Natural language region descriptions:
________________

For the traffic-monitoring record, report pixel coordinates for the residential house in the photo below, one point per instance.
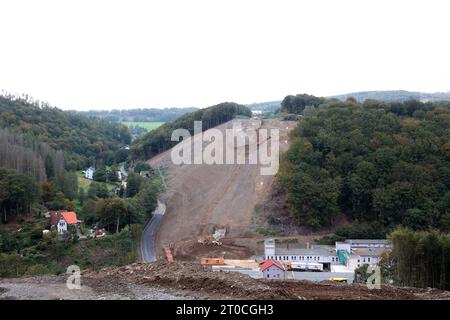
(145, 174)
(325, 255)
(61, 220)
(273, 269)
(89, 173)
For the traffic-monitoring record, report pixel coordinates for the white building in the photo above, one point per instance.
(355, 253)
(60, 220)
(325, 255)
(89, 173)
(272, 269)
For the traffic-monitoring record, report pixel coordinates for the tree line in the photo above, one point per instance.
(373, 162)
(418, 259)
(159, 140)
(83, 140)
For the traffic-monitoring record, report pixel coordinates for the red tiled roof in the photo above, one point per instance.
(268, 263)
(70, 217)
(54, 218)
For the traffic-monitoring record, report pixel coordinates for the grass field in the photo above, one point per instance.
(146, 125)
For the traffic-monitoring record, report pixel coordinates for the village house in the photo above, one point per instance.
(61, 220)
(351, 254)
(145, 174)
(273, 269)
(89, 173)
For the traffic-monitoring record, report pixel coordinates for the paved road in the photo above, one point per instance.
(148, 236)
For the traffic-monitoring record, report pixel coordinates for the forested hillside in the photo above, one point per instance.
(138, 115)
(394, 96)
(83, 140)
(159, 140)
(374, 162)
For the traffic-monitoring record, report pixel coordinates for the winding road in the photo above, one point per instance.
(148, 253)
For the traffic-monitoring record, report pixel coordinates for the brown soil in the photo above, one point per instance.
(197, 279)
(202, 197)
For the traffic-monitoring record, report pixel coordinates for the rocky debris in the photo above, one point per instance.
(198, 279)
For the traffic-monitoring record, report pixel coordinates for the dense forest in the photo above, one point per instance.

________________

The lines to reproduce run from the one that contains "for the brown" through the last line above; copy them exactly.

**WRITTEN REPLY:**
For the traffic-monitoring record, report pixel coordinates for the brown soil in the photo above, one point per instance.
(197, 279)
(202, 197)
For the traffic-monitoring record, report pixel coordinates for the rocky debris in the photo above, one point per instance.
(198, 279)
For the traffic-monitoring record, report pixel coordinates for the dense forest in the photo above, one point per instance.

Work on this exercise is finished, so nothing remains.